### Written instruction a
Starting with the line that contains "segment --target=squirrel hind foot" and going on through the line that contains "333L189 339L183 342L182", recast those lines of the entries below as a JSON list of strings, one string per line, with blank lines left out. Include no other lines.

### Selected excerpt
## begin
Being Someone’s Mum

I am someone’s wife. I am someone’s teacher. I am someone’s mum.

I wasn’t always any of these things and yet they have come to define me. Each role brings huge responsibility and infinite pride – hard work and reward in equal measure. They are all relationships that require me to give a lot of my time, patience, and energy to others but they also allow me to inspire and be inspired and to share kindness and love.

As a new mother, pacing, desperately trying to calm an inconsolable baby, the last adult conversation I had a dim memory, it was easy to think otherwise.

I coat of arms I designed for the competition

The realisation that your very self has changed forever can come as quite a shock to a new parent. It might come when you notice that you have been wearing pyjamas past midday for the third day in a row… or when the conversation at a baby group moves from sleep to milestones, from bowel movements and back to sleep again; suddenly the thought that this is all you talk about will strike:

“It this it now then? Am I just a mother? Are all the passions and interests and skills from my life before dismissed, forgotten?”

It can be quite an adjustment to suddenly find yourself responsible for keeping a tiny person alive, and not much else. It can be difficult – difficult and extremely lonely, even when you have the best support around you, even more so when you don’t.

 

Time passes and you may return to work. The routine of caring for the tiny person becomes an ingrained part of life. There are a million moments that are sparks of enchantment and a million hours of baby groups and pyjamas. You juggle all the roles you have and all the things you must be to people and you forget. You forget the bands you loved, the books you read, the things you used to fill your time – not completely, of course. But they can never *quite* take up the time, passion and brain-space they did before. Life gets in the way.

Map I designed for the competition

 

Recently, I rediscovered who I was, before I was someone’s mum. It started with a competition on an online forum, a bit of fun. It ran over several weeks and the idea was that we were set tasks every few days and judged on them. The types of task were diverse and tested creativity and technical skills. As the weeks passed, some were eliminated and scores were kept until finally the winners, those who had kept up with the tasks and created the things that most impressed the judges, were announced.

And I won.
## end
### The input
## begin
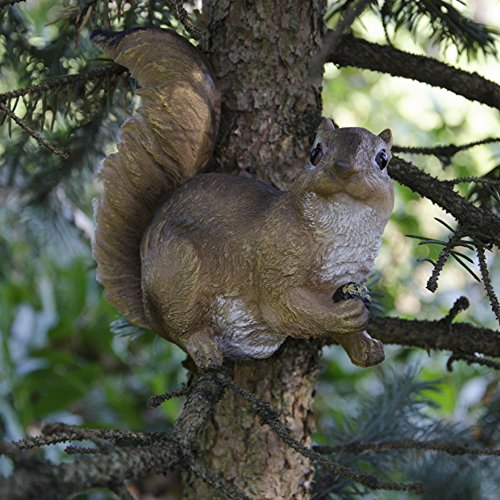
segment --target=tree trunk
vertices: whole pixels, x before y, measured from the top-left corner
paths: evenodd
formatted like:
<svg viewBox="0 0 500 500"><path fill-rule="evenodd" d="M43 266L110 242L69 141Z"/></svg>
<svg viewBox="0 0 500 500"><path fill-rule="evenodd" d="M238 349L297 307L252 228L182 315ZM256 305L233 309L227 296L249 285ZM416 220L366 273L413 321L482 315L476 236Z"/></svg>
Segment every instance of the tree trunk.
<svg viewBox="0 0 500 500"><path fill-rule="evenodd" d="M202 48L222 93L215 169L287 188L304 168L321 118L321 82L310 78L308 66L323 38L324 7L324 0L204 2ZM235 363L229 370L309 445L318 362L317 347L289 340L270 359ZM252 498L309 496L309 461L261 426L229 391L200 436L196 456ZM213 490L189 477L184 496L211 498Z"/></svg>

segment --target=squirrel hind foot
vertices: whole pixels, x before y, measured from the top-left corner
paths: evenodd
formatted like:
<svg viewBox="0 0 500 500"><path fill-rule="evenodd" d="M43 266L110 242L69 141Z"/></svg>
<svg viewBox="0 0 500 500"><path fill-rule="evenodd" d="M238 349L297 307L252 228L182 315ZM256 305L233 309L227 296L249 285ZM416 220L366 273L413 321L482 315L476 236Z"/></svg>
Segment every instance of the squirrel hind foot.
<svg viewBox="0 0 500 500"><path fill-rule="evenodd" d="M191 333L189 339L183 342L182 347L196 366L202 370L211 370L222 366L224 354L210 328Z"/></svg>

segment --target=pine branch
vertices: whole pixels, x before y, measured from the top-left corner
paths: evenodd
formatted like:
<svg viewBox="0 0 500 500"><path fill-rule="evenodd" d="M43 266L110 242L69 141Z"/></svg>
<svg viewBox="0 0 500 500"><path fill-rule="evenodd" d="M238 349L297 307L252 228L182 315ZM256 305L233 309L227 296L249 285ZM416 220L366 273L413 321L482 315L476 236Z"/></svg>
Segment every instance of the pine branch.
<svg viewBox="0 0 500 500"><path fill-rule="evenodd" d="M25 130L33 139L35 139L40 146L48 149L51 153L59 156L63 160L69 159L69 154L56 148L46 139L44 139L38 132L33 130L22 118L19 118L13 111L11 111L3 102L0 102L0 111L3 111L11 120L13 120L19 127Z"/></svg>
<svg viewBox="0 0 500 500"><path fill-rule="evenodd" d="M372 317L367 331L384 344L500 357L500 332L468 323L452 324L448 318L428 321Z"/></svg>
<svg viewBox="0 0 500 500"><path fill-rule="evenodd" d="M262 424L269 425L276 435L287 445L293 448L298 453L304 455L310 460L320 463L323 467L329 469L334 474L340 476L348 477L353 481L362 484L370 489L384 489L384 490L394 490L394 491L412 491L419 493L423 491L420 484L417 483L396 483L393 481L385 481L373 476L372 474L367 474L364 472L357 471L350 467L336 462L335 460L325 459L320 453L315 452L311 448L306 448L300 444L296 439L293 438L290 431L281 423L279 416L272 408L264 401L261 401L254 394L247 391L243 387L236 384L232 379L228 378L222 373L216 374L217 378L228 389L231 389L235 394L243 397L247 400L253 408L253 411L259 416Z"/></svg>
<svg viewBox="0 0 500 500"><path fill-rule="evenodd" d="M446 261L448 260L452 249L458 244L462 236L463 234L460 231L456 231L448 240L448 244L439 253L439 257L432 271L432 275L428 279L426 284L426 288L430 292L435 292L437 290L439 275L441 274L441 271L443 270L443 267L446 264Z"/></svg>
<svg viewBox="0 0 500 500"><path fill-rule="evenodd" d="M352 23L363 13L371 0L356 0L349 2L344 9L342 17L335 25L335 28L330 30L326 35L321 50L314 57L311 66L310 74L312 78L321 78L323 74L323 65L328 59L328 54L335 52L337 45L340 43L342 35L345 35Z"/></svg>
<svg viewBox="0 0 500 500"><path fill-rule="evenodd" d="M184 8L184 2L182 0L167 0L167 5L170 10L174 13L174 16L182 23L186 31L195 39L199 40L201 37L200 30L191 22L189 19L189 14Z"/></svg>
## end
### Written instruction b
From the text above about being someone's mum, write out again the passage starting with "I wasn’t always" and going on through "to think otherwise.", swapping "inconsolable" for "restless".

### Full response a
[
  "segment --target=squirrel hind foot",
  "vertices: whole pixels, x before y, measured from the top-left corner",
  "paths: evenodd",
  "formatted like:",
  "<svg viewBox=\"0 0 500 500\"><path fill-rule=\"evenodd\" d=\"M43 266L110 242L69 141Z\"/></svg>",
  "<svg viewBox=\"0 0 500 500\"><path fill-rule=\"evenodd\" d=\"M238 349L297 307L252 228L182 315ZM256 305L233 309L227 296L249 285ZM416 220L366 273L413 321L482 315L476 236Z\"/></svg>",
  "Segment every instance of the squirrel hind foot.",
  "<svg viewBox=\"0 0 500 500\"><path fill-rule=\"evenodd\" d=\"M191 333L189 339L183 342L182 347L196 366L202 370L211 370L222 366L224 354L210 328Z\"/></svg>"
]

### Full response b
I wasn’t always any of these things and yet they have come to define me. Each role brings huge responsibility and infinite pride – hard work and reward in equal measure. They are all relationships that require me to give a lot of my time, patience, and energy to others but they also allow me to inspire and be inspired and to share kindness and love.

As a new mother, pacing, desperately trying to calm an restless baby, the last adult conversation I had a dim memory, it was easy to think otherwise.